Excerpts from a detection dataset
-- begin --

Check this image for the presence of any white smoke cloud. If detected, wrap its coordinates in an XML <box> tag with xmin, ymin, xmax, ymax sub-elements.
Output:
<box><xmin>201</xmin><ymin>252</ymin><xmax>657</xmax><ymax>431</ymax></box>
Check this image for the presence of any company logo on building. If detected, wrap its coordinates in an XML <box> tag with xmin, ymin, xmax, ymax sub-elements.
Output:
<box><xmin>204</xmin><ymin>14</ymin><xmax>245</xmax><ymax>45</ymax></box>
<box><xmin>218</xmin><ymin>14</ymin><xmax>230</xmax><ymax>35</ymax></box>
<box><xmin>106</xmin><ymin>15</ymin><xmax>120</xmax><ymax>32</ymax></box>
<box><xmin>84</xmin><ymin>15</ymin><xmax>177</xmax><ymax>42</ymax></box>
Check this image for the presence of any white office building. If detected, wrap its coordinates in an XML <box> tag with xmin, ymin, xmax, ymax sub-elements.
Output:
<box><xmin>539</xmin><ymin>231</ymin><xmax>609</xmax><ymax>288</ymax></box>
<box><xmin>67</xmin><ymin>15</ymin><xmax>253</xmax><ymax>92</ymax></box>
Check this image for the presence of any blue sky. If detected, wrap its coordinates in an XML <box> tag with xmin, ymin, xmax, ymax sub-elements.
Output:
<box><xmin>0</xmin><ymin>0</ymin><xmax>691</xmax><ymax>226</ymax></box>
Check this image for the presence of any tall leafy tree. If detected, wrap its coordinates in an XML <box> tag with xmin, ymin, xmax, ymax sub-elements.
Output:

-- end --

## REQUIREMENTS
Take the records from the line that has "Check this image for the presence of any white office" through their end, and change each "Output" to "Result". Write out only those lines, with everything else unchanged.

## RESPONSE TO THE TASK
Check this image for the presence of any white office building. If detected, wrap its coordinates in an XML <box> tag with xmin, ymin, xmax, ymax sub-elements.
Result:
<box><xmin>539</xmin><ymin>231</ymin><xmax>609</xmax><ymax>288</ymax></box>
<box><xmin>67</xmin><ymin>15</ymin><xmax>253</xmax><ymax>92</ymax></box>
Check this image for the presence of any blue sky. If detected, wrap its coordinates in an XML <box> tag with xmin, ymin, xmax, ymax sub-elements.
Result:
<box><xmin>0</xmin><ymin>0</ymin><xmax>691</xmax><ymax>226</ymax></box>
Check this image for the presence of any tall leafy tree. If detected, wrap its coordinates in an XML <box> tag with xmin, ymin, xmax, ymax sub-elements.
Result:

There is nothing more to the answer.